- **What to work on**
Each line of the data below that holds the word "plastic" is to be reported in full.

■ ■ ■ ■ ■ ■ ■

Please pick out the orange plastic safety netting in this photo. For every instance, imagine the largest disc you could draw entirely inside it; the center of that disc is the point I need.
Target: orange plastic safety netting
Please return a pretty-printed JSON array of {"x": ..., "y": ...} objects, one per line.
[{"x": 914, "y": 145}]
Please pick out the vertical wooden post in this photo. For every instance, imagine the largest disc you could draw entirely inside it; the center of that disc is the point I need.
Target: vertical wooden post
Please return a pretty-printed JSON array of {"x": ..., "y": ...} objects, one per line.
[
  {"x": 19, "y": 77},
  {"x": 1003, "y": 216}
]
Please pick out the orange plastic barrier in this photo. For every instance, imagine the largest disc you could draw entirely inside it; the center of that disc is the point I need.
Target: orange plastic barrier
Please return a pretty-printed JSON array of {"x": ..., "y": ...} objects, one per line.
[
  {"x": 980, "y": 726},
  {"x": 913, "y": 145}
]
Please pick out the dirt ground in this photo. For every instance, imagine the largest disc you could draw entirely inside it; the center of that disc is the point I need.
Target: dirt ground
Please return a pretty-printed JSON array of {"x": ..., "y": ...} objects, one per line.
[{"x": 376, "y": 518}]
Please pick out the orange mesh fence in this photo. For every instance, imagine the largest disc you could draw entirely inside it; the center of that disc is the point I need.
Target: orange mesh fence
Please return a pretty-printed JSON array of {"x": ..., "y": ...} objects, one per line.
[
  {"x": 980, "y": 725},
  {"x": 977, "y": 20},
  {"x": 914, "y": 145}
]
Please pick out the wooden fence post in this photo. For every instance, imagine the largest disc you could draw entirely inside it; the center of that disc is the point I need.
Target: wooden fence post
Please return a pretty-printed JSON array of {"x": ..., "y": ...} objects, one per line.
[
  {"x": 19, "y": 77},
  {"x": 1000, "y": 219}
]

■ ■ ■ ■ ■ ■ ■

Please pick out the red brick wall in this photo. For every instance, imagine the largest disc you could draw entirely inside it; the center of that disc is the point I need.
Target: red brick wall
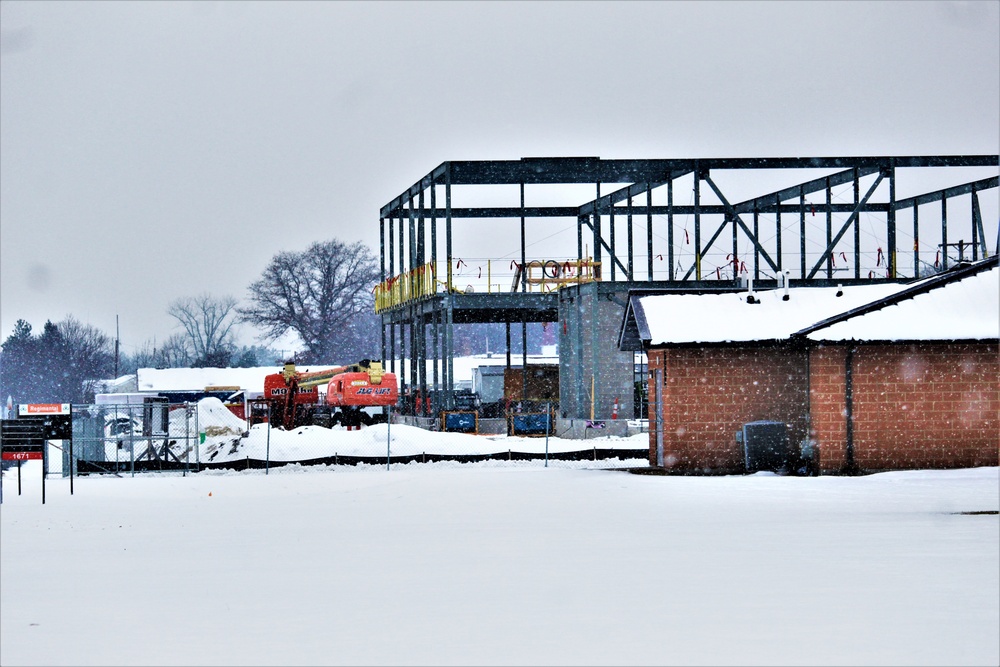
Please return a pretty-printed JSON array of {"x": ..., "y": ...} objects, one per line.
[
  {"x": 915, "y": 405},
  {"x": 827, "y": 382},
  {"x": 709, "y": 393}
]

■ ■ ■ ■ ■ ■ ■

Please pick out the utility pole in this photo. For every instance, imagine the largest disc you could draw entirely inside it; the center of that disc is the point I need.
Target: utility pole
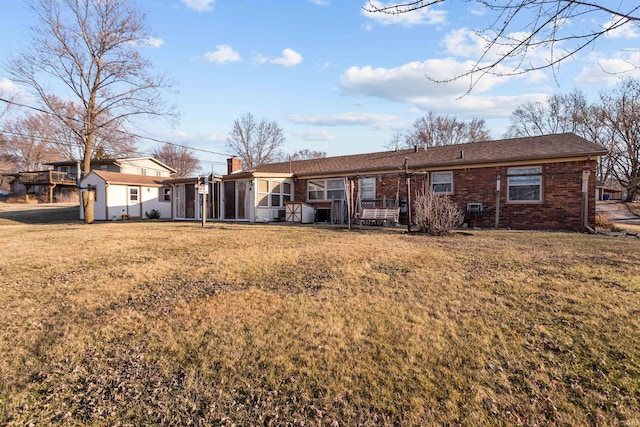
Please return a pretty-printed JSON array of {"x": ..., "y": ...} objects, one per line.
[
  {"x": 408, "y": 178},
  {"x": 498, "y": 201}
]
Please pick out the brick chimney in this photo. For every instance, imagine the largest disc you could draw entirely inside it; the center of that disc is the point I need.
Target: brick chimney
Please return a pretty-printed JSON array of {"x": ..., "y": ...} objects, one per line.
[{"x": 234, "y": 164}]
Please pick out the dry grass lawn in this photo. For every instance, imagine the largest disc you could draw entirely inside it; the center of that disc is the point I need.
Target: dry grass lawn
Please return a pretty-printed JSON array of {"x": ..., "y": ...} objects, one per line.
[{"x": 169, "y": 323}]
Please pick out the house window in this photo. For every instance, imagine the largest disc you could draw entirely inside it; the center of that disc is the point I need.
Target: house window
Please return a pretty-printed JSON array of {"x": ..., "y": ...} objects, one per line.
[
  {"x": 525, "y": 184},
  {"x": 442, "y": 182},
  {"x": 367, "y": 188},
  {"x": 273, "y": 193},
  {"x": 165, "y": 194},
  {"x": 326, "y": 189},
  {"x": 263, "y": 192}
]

■ ■ ■ ■ ■ ■ ■

- **Result**
Please pick out the orange plastic safety netting in this photo. For every instance, imagine the largest disc you could draw entirely inside it; the center of that disc is the point I need.
Target: orange plastic safety netting
Please pick out the orange plastic barrier in this photo. For every instance, imagine the largest disc you could draw entirely inside it; the center of that disc is the point I need.
Target: orange plastic barrier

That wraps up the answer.